#### Records to process ####

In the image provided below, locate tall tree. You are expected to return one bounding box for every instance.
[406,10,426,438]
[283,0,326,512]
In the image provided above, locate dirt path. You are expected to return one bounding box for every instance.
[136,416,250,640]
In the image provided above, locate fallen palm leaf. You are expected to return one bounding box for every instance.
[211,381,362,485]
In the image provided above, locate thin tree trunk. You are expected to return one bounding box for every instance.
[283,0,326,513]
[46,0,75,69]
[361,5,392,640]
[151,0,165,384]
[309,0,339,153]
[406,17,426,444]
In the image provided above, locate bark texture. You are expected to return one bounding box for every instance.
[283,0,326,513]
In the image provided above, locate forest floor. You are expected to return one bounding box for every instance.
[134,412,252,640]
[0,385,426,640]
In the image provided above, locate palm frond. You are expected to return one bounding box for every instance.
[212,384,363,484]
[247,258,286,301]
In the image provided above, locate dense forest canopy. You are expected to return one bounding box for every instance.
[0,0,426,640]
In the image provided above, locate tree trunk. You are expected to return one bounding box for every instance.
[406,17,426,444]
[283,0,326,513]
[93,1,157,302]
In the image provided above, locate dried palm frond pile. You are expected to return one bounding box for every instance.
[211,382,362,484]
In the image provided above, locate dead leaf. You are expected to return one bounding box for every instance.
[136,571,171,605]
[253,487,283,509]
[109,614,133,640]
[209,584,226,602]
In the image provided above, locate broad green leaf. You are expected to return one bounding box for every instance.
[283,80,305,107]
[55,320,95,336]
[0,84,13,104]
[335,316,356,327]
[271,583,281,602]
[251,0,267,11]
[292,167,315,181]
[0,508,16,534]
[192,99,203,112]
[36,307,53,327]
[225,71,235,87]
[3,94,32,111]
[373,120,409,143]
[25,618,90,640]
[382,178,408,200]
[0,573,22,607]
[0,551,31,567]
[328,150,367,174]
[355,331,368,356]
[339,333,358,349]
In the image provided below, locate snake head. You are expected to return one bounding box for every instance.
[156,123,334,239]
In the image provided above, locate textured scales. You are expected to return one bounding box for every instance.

####

Problem. Output every line of the records above as a JSON array of strings, one string per line, with blank lines omitted.

Finished task.
[
  "In the image provided below, locate tall tree. You are expected to return one bounding box for every instance.",
  "[406,10,426,438]",
  "[283,0,326,512]",
  "In the image provided above, locate dirt path. You are expected to return one bounding box for every instance.",
  "[136,416,250,640]",
  "In the image provided above, locate fallen palm leaf. You are expected to return one bounding box for every instance.",
  "[211,381,362,485]",
  "In the image provided above, locate thin tree trunk. You are expected to return one bounding box for every instance.",
  "[283,0,326,513]",
  "[46,0,75,69]",
  "[361,5,392,640]",
  "[151,0,165,384]",
  "[309,0,339,153]",
  "[406,17,426,444]",
  "In the image provided above, locate bark texture. You are expected to return one bounding box for every instance.",
  "[283,0,326,513]",
  "In the image provided above, locate forest floor. You are expected to return one bounding box for every instance.",
  "[134,412,252,640]",
  "[0,385,426,640]",
  "In the image provided above, locate palm frond. You are expected to return one bounding box for every instance.",
  "[212,384,363,484]",
  "[247,258,286,301]",
  "In the image provided above, locate dense forest canopy. You are expected to return one bounding box for every instance.",
  "[0,0,426,640]",
  "In the image provided above, locate tree trunk. You are expected to return one bounding box for every instance.",
  "[406,17,426,444]",
  "[283,0,326,513]",
  "[93,1,157,302]",
  "In the image provided above, locate dried palm frond pile. You are expected to return one bounding box for every instance.",
  "[211,382,362,484]",
  "In the image provided above, locate dead leaf. You are expected to return one bounding box for every instance.",
  "[136,571,171,605]",
  "[253,487,283,509]",
  "[109,614,133,640]",
  "[209,584,226,602]",
  "In the image provided above, locate broad green leaf. You are expected to return one bounding box for every instance.",
  "[283,80,305,107]",
  "[55,320,95,336]",
  "[0,84,13,104]",
  "[335,316,356,327]",
  "[271,583,281,602]",
  "[251,0,267,11]",
  "[292,167,315,181]",
  "[0,508,16,534]",
  "[192,99,203,112]",
  "[36,307,53,327]",
  "[225,71,235,87]",
  "[3,94,32,111]",
  "[373,120,409,143]",
  "[25,618,90,640]",
  "[382,178,408,200]",
  "[0,573,22,607]",
  "[0,551,31,567]",
  "[328,150,367,174]",
  "[355,331,368,356]",
  "[339,333,358,349]",
  "In the image provided below, locate snake head. You are expected to return one bounding box for every instance.",
  "[156,123,334,239]",
  "In the image provided above, locate textured scales. You are expected to return one bounding box for every instance."
]